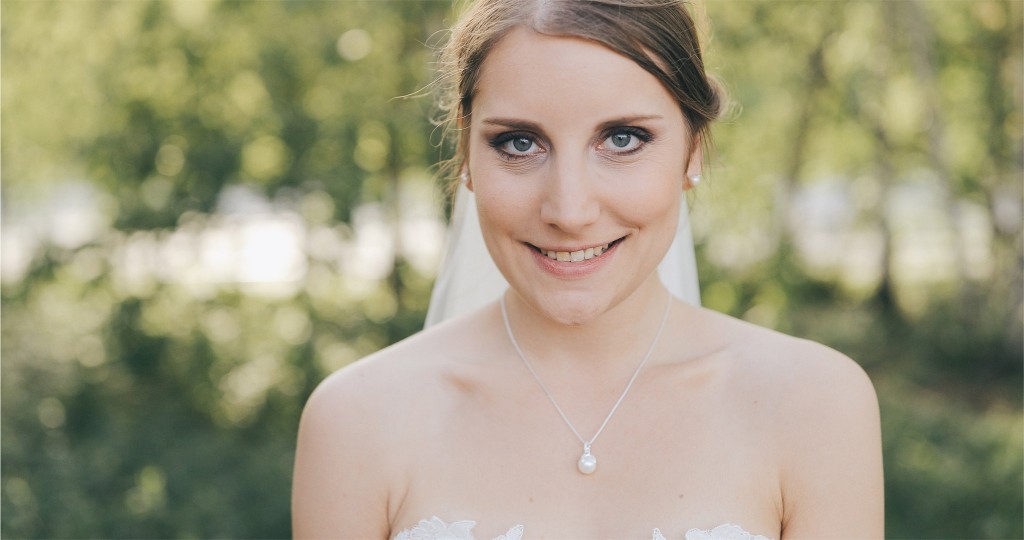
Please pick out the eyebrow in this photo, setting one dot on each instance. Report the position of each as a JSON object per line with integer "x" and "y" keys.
{"x": 514, "y": 123}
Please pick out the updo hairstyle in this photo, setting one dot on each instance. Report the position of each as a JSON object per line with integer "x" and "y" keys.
{"x": 657, "y": 35}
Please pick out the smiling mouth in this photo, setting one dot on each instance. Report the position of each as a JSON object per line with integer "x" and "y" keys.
{"x": 577, "y": 256}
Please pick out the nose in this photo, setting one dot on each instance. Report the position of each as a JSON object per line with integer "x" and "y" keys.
{"x": 570, "y": 200}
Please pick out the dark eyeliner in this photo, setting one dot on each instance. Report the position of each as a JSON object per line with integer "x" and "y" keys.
{"x": 501, "y": 139}
{"x": 642, "y": 134}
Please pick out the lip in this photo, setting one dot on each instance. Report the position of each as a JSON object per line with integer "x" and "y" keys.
{"x": 573, "y": 271}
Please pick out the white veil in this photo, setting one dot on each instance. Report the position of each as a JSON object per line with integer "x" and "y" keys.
{"x": 469, "y": 279}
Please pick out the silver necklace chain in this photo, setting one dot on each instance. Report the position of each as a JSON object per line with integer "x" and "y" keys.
{"x": 587, "y": 463}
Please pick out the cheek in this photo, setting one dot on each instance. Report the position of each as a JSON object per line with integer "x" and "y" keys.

####

Prompt.
Pictures are to be omitted; set down the rest of the entries exactly as given.

Your response.
Please pick out the eyebrow in this photo, setting one dot on each instance. Report the position of each as a JSON object per line with integer "x" and "y" keys.
{"x": 514, "y": 123}
Please pick out the updo hairstyle in this photo, setting one dot on each instance. Report the position of each as a JSON object per line with integer "x" and "y" keys.
{"x": 657, "y": 35}
Please pick out the smiling mouth in this photo, setting one dot on each instance. Report the position of each as a JSON object per line with integer "x" and "y" keys.
{"x": 577, "y": 256}
Please pick out the nose in this photo, setting one dot on each instance. Report the position of each as a JSON object per line with integer "x" and "y" keys.
{"x": 570, "y": 200}
Please pick out the dark eyeliner in this photo, setting one dot on each instance. Report the position of each as a JSON object per line with integer "x" and "y" keys.
{"x": 501, "y": 139}
{"x": 642, "y": 134}
Please pick out the lip in this photo, setting one dot on each instance. Report the position of each as a JSON object per line with integer "x" and "y" keys.
{"x": 573, "y": 271}
Please pick out the white veil in this photo, setting one dot on each instance. Report the position of each as a JSON object per line with integer "x" and "y" keys.
{"x": 469, "y": 279}
Please pick out the silver necklace chain in this photo, setting one dot on each instance. Report the position of each as a JSON object per line with integer "x" and "y" keys.
{"x": 587, "y": 463}
Please pick out the cheek in this photo, setting one dot on each instance. Report the position of each as a JSON object per line with integer "x" and "y" keys.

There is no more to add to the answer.